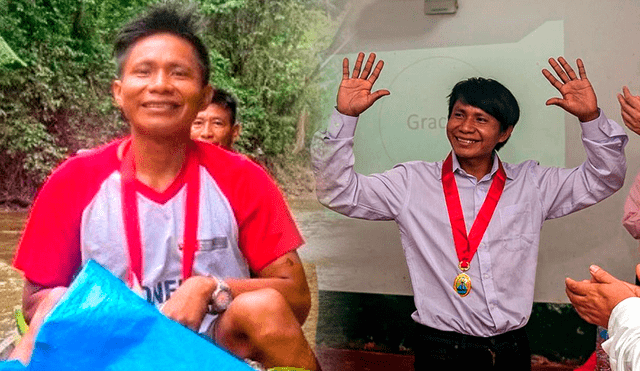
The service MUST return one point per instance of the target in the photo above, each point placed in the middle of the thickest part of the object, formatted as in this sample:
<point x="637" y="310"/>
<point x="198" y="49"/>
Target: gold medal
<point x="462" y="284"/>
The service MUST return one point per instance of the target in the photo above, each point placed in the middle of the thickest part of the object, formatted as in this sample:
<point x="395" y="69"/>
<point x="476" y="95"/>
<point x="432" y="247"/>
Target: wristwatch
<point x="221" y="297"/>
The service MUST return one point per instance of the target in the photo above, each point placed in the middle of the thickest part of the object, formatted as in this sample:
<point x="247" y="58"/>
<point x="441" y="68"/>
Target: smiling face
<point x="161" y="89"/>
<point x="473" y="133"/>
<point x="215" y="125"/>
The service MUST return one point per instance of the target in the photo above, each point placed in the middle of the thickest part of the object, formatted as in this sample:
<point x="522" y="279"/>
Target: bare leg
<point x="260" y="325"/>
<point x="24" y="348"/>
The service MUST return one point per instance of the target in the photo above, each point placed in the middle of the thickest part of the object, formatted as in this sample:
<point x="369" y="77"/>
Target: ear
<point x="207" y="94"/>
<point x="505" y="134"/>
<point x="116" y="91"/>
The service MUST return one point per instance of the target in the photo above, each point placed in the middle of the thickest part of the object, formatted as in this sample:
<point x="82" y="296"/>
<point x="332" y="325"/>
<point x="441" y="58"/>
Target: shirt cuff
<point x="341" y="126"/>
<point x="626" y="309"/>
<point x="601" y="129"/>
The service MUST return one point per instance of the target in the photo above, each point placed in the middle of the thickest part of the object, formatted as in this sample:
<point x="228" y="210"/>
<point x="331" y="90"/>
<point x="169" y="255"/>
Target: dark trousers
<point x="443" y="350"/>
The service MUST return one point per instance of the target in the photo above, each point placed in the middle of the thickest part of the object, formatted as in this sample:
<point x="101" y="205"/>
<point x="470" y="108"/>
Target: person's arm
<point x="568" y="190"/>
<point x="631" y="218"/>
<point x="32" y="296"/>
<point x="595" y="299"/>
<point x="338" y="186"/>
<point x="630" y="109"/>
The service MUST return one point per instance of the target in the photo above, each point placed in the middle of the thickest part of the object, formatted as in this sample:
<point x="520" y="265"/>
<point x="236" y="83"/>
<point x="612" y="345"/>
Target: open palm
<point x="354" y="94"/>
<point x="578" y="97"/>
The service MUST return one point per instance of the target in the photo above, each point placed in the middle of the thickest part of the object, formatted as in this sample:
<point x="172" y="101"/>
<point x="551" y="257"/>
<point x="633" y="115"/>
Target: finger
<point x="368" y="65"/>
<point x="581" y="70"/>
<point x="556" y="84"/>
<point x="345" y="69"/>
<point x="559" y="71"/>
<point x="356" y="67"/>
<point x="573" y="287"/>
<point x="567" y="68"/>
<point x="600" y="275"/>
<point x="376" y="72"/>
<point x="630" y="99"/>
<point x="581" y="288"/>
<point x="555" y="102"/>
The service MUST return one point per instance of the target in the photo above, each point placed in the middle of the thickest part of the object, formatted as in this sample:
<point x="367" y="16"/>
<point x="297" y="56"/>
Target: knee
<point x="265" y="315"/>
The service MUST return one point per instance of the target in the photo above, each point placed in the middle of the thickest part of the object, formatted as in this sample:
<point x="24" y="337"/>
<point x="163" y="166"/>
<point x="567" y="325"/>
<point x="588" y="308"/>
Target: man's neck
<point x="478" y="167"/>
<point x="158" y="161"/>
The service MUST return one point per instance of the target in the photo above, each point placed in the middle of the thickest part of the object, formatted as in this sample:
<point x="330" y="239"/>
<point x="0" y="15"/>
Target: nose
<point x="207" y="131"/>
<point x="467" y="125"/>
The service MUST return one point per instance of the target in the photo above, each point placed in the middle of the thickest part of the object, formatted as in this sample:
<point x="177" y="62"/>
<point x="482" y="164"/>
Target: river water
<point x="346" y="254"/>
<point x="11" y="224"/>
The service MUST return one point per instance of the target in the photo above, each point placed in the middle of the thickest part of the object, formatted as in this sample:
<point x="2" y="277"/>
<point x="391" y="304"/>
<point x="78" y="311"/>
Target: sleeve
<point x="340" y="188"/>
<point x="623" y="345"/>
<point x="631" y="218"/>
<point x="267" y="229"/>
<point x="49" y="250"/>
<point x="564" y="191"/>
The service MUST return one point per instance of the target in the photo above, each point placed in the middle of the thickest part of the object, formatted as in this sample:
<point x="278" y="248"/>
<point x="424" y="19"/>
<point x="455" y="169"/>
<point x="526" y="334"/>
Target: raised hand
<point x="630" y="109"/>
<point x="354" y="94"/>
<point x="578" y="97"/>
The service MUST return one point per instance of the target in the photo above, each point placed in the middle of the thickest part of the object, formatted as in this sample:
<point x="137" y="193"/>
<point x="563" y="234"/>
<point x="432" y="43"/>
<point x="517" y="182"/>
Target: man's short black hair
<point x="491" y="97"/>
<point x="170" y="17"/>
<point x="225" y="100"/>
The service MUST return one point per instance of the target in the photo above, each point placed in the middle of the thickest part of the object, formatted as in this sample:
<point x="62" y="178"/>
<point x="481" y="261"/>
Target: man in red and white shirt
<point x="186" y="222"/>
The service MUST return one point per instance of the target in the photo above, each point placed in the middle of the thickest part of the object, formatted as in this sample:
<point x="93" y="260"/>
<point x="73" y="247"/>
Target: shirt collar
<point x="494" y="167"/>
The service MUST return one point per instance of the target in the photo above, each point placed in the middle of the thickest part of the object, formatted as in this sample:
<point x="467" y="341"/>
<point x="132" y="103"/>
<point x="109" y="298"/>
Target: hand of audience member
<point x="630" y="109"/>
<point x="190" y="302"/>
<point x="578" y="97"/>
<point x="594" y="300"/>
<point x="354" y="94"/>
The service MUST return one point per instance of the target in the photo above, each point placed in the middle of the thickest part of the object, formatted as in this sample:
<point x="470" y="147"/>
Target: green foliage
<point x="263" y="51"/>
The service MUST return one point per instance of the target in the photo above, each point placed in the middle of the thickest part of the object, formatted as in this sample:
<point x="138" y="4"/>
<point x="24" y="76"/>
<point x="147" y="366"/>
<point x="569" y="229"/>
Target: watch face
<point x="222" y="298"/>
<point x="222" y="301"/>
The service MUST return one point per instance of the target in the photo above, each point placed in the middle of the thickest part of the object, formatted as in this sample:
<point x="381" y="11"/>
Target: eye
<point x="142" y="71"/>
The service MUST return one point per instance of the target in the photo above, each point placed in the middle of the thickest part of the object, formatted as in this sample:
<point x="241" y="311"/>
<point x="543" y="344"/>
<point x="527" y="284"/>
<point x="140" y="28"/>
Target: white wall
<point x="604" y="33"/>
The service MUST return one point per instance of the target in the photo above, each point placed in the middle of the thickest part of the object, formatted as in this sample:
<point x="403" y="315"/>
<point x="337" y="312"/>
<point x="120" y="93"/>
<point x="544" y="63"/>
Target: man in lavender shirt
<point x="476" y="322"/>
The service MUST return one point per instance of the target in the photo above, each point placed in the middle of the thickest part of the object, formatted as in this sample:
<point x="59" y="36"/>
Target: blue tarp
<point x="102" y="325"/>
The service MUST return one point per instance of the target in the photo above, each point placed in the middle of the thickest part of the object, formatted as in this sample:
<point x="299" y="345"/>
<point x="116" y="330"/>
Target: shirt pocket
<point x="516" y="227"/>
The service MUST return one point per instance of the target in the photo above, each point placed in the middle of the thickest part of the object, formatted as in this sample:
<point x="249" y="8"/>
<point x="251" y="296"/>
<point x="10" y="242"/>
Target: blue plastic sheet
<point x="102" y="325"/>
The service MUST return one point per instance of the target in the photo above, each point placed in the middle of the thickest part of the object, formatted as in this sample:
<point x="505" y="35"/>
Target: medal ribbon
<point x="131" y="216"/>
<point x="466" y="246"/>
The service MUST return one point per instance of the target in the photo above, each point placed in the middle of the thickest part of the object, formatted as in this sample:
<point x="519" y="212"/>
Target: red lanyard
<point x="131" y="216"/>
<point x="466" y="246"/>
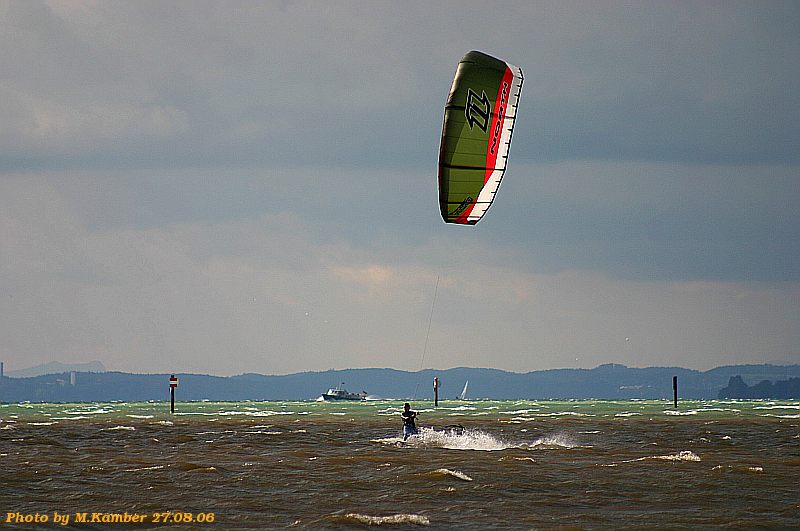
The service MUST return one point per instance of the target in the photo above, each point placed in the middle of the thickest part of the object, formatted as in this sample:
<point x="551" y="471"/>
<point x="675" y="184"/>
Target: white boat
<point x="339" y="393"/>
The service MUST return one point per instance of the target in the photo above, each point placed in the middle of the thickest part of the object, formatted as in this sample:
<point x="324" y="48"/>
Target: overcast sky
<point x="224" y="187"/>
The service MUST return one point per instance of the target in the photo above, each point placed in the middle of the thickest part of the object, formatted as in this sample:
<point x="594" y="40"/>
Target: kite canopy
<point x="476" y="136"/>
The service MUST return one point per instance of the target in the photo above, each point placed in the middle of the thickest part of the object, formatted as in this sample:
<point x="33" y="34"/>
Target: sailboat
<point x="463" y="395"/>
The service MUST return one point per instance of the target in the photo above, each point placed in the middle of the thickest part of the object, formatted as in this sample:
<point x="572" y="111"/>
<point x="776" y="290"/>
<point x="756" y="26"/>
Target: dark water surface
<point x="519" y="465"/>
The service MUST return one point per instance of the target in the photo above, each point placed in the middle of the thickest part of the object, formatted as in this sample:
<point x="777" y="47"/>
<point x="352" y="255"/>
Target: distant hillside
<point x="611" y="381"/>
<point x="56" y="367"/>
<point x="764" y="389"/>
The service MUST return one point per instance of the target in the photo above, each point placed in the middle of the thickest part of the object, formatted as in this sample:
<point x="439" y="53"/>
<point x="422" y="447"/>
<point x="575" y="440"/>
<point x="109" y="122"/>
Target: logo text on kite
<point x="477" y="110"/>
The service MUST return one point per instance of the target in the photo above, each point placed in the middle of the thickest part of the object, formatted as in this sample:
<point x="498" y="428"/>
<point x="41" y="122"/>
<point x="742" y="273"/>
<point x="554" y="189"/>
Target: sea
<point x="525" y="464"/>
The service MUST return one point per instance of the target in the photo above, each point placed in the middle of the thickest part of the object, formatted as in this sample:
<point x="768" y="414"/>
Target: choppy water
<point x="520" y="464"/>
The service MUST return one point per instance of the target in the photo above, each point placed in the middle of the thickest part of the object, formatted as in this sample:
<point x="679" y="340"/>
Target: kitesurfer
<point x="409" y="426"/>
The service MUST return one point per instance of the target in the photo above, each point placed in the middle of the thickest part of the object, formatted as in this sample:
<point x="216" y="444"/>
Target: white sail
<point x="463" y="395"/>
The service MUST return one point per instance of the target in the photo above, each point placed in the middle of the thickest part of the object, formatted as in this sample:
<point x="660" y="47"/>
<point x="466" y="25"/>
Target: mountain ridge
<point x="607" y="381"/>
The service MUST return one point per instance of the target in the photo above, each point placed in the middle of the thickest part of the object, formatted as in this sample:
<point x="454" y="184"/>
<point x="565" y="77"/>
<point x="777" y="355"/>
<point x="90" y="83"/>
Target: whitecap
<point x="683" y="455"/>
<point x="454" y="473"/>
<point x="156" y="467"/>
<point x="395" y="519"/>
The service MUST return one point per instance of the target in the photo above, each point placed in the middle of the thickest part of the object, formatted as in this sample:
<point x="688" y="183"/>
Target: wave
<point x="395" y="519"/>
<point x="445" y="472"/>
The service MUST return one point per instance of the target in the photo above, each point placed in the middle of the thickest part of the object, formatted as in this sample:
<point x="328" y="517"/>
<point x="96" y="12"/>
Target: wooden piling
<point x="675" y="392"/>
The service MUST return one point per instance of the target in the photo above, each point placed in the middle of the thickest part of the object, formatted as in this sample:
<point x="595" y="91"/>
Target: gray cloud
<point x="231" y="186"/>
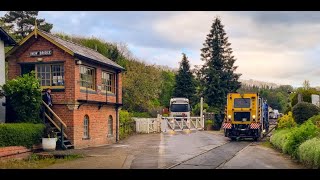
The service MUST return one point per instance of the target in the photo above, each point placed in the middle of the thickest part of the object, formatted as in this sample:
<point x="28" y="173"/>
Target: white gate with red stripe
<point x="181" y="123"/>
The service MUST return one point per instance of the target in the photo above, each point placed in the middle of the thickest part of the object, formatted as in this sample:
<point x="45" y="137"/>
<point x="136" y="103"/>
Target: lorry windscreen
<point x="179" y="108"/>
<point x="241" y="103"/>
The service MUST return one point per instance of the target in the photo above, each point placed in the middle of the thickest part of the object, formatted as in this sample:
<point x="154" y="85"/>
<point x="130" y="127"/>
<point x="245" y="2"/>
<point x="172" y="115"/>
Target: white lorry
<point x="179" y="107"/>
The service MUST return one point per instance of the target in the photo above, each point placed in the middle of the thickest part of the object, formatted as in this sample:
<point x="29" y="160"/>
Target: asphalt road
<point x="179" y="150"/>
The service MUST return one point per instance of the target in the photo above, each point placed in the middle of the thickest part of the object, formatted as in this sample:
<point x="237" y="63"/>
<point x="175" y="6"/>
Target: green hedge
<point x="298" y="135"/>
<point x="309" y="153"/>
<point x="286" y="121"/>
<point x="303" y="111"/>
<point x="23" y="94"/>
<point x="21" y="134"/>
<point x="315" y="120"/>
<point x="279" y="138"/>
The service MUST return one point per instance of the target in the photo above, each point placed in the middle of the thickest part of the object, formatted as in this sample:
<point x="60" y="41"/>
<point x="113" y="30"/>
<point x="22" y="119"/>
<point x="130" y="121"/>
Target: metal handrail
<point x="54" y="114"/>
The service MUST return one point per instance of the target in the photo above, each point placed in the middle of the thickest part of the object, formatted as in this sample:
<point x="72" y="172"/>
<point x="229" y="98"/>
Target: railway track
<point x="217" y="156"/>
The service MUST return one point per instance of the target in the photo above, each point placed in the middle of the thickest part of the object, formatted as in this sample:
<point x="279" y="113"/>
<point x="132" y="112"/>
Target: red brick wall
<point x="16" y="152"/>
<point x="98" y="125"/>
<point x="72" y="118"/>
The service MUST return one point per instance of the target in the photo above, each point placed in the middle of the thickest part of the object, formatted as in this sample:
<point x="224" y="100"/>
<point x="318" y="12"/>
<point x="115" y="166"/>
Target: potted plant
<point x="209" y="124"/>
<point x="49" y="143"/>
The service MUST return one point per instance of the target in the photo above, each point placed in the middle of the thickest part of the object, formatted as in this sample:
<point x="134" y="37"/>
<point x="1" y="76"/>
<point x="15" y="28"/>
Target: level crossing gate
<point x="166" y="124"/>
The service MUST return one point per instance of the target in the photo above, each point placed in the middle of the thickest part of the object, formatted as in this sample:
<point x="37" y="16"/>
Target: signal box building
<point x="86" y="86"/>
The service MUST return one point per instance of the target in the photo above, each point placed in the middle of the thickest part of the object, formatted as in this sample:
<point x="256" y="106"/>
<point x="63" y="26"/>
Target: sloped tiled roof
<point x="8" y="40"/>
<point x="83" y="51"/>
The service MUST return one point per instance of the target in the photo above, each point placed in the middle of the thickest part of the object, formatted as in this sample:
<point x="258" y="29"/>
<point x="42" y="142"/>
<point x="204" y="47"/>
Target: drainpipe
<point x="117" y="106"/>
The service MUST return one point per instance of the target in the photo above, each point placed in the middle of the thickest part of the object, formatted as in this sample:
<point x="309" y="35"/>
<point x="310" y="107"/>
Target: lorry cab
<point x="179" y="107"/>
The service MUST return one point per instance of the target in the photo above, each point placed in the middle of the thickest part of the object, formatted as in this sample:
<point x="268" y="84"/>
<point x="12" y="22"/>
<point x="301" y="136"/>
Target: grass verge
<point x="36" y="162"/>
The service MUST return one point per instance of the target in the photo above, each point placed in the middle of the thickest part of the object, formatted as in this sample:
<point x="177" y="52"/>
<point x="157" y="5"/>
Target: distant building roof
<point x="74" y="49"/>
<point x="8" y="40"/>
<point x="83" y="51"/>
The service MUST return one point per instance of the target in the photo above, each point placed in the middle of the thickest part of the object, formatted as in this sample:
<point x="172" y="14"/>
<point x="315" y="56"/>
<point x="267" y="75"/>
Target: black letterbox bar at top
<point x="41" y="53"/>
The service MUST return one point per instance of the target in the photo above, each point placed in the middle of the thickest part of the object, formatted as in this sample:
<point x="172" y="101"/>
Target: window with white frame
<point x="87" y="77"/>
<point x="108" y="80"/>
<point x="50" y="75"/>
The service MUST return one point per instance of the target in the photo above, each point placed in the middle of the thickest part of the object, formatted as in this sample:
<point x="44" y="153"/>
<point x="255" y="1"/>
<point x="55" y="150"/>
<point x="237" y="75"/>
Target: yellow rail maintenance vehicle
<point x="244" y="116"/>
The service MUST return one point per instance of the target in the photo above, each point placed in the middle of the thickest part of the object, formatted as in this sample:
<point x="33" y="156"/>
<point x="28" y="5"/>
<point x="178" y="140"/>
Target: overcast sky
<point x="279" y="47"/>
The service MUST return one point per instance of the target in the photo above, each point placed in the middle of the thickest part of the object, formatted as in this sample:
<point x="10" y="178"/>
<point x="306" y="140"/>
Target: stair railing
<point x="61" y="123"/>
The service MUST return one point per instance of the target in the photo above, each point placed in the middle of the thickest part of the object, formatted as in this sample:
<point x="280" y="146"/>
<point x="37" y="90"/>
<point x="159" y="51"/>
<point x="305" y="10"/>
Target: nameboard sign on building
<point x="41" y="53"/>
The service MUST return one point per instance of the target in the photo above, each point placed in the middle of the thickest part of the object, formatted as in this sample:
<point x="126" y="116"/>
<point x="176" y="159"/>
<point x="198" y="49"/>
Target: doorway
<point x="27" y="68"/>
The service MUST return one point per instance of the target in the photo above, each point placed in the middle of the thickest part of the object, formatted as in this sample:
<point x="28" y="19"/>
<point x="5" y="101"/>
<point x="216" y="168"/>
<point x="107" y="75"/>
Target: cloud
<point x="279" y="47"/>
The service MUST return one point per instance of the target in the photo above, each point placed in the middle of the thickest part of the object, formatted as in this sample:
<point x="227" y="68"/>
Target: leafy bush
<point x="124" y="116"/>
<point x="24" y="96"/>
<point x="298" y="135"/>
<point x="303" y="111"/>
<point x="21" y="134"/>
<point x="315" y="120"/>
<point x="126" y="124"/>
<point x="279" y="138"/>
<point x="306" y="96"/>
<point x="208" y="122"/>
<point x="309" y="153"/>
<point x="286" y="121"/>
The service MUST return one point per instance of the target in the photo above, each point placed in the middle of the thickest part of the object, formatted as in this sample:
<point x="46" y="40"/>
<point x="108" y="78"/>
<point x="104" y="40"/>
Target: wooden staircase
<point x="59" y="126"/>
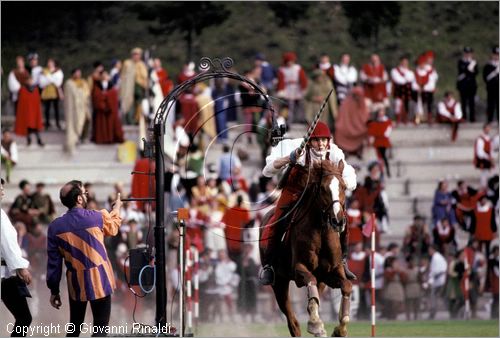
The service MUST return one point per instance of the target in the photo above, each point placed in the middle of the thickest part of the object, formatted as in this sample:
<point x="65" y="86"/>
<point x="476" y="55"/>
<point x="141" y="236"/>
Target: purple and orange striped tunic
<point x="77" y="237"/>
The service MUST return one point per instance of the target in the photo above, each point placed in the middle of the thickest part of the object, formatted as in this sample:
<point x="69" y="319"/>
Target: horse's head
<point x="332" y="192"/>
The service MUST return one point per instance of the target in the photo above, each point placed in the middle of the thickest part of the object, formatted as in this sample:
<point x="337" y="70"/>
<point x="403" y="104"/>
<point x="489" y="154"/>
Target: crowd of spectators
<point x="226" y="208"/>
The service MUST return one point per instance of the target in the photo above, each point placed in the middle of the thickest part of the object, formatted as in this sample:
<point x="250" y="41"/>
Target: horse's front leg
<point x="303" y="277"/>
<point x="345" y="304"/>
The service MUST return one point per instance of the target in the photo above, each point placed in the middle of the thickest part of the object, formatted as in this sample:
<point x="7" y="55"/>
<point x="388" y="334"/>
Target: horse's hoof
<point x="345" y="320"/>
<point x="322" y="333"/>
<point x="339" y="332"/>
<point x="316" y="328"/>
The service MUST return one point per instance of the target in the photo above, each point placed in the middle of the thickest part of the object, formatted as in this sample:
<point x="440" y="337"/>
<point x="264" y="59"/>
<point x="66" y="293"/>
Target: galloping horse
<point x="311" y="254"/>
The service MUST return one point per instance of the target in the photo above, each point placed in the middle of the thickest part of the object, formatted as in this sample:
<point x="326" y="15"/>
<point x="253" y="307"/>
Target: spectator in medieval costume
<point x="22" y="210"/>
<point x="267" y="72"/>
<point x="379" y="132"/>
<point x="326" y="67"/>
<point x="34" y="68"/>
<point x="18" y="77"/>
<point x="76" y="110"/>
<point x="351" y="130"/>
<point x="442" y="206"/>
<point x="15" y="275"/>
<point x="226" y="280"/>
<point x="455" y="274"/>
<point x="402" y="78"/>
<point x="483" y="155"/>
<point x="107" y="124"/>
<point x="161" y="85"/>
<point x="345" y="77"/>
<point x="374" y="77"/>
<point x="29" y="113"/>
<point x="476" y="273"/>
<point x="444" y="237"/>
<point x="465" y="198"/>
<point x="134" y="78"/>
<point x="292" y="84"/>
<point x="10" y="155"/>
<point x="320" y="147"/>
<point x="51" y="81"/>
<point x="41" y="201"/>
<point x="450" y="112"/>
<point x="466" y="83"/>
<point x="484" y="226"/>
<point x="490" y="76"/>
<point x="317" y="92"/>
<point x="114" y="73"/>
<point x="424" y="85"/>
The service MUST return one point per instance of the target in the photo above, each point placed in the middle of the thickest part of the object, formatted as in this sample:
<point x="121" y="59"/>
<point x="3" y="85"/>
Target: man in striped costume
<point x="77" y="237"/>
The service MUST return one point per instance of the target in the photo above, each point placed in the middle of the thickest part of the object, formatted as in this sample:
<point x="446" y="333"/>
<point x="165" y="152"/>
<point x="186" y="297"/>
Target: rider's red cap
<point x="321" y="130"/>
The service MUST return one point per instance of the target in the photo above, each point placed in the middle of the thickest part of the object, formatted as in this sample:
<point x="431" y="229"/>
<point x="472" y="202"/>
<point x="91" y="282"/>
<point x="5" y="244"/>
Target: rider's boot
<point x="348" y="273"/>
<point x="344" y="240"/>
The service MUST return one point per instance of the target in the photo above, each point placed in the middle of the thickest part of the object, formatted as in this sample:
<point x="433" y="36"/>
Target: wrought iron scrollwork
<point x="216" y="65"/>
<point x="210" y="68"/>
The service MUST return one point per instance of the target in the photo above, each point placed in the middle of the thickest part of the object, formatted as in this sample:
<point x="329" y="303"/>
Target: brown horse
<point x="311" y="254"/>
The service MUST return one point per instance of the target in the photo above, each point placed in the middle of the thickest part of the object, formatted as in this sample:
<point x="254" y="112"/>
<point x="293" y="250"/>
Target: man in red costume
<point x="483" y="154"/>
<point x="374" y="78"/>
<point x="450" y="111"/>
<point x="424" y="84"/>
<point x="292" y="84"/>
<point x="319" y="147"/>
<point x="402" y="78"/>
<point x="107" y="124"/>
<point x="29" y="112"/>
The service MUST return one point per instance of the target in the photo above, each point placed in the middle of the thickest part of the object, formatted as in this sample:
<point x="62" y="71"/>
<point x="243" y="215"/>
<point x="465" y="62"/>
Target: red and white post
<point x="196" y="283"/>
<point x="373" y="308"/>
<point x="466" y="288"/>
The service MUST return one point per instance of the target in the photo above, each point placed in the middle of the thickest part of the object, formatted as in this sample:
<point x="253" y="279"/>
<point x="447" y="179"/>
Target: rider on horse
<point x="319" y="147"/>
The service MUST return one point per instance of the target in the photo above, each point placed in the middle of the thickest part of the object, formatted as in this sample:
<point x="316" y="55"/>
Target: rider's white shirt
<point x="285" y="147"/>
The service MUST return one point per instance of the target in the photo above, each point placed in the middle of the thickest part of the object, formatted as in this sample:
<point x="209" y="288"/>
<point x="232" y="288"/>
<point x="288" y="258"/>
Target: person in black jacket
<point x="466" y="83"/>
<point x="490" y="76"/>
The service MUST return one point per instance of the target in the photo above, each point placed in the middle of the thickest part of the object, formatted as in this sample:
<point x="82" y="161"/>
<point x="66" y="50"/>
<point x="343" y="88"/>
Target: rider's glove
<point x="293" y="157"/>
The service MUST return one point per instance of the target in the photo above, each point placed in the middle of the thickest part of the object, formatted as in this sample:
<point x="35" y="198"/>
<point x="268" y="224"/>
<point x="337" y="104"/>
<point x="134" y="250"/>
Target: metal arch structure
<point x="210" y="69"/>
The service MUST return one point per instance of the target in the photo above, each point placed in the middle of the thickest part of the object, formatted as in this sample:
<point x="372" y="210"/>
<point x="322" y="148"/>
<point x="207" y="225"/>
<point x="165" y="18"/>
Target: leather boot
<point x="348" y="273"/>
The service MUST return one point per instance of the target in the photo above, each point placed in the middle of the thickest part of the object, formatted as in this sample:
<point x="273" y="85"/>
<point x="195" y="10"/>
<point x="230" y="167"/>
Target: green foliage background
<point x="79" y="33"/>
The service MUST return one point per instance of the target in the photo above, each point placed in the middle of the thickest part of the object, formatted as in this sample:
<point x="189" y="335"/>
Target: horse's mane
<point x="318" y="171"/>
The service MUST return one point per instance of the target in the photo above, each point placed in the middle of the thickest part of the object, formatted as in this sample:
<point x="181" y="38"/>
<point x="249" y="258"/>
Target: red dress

+ + + +

WHAT TO DO: Pick out every line in the listing above that contains the word "wall" and copy each one. Only matches with the same capitalization count.

RESPONSE FOR THIS EXERCISE:
Target: white wall
Target: red brick wall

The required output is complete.